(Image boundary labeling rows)
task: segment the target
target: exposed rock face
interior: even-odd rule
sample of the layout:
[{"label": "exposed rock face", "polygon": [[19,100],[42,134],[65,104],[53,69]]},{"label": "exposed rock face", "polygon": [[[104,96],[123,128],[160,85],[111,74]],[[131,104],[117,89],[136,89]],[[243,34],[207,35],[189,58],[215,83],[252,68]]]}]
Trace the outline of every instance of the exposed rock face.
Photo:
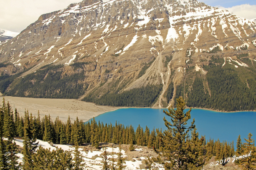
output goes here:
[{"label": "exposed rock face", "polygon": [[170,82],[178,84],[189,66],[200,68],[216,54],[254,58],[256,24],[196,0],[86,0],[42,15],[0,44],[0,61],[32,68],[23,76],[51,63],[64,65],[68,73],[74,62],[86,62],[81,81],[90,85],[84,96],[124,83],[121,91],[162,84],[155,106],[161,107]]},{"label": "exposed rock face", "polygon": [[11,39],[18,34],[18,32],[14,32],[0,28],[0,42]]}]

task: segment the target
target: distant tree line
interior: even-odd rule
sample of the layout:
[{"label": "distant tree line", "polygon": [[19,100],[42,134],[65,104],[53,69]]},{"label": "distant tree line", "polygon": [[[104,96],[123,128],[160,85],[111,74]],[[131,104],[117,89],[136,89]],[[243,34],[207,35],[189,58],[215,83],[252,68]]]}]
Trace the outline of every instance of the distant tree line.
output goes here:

--- What the task requires ---
Transcribe each of these rows word for word, leaving out the pictures.

--- Right answer ---
task: segment the target
target: exposed rock face
interior: even-odd rule
sample of the layout:
[{"label": "exposed rock face", "polygon": [[19,100],[42,134],[65,104],[53,69]]},{"label": "exposed rock face", "polygon": [[[104,96],[123,128],[160,85],[111,74]],[[131,104],[117,89],[136,89]],[[243,34],[207,35],[189,58],[215,83],[252,68]]]}]
Trace the outline of every instance of the exposed rock face.
Photo:
output goes here:
[{"label": "exposed rock face", "polygon": [[170,82],[178,84],[189,66],[200,68],[216,54],[254,58],[256,24],[196,0],[86,0],[42,15],[0,44],[0,61],[32,68],[23,76],[51,63],[64,65],[68,73],[74,62],[86,62],[81,81],[90,85],[84,96],[124,83],[121,91],[162,84],[155,106],[161,107]]},{"label": "exposed rock face", "polygon": [[11,39],[18,34],[18,32],[14,32],[0,28],[0,42]]}]

task: segment the target
target: distant tree line
interior: even-odd rule
sample of the layout:
[{"label": "distant tree line", "polygon": [[19,100],[42,134],[65,104],[53,69]]},{"label": "distant tree line", "polygon": [[[104,96],[123,128],[160,85],[111,74]],[[131,104],[117,89],[136,89]],[[243,34],[207,35],[189,58],[215,83],[252,68]]]}]
Trace the outline of every instance of the distant tree line.
output goes here:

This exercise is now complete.